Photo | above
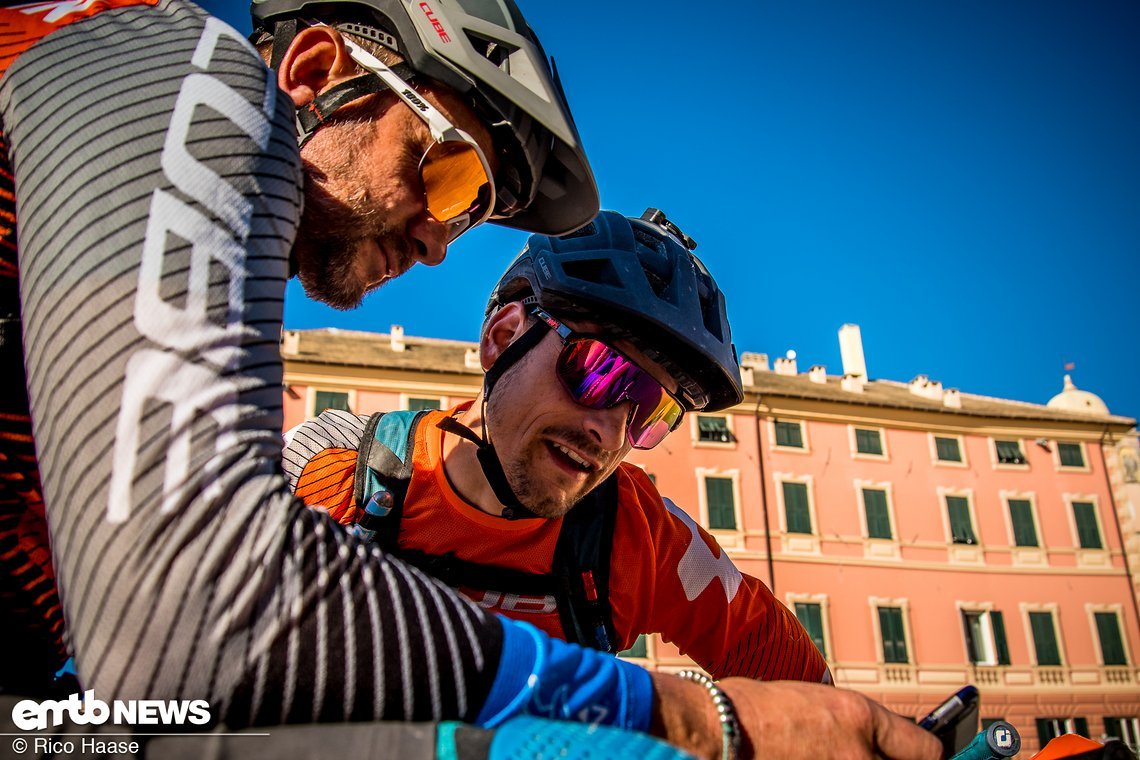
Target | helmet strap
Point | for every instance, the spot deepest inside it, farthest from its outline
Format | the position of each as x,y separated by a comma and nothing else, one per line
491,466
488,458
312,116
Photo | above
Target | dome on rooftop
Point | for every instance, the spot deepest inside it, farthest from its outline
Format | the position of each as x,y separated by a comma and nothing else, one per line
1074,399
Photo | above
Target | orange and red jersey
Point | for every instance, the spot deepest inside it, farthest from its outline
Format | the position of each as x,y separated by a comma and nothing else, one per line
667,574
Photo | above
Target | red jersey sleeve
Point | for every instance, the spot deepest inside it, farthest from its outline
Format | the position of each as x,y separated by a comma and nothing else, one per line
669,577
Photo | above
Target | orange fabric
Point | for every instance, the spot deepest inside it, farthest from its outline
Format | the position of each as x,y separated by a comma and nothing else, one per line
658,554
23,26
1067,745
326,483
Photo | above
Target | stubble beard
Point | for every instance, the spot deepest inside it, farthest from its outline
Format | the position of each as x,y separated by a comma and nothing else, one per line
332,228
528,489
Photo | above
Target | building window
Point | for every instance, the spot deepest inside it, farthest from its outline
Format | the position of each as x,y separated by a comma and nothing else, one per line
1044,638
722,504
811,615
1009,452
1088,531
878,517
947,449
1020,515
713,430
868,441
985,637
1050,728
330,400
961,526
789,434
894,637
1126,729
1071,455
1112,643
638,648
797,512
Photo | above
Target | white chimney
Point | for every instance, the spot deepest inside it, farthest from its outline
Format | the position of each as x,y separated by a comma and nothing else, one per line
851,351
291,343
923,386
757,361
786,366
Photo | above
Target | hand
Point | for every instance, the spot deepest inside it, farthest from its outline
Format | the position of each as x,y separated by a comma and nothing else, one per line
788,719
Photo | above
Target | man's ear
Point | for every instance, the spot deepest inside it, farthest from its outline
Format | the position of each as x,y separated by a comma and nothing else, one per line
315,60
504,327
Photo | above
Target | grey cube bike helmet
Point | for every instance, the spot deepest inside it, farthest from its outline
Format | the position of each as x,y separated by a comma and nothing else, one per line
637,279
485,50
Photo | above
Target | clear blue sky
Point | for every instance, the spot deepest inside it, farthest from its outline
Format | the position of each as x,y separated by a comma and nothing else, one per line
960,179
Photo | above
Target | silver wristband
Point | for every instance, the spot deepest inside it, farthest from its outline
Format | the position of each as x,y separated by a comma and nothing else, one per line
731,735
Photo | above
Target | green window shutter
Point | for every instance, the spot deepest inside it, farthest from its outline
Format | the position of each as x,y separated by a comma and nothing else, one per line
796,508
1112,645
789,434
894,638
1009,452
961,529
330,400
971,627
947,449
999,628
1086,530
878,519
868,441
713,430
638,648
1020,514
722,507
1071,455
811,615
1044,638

* _WHAT TO DO_
From the listing above, copy all lines holding the word "window".

* _EXPECTED ANSWER_
Target | building window
Target | green window shutter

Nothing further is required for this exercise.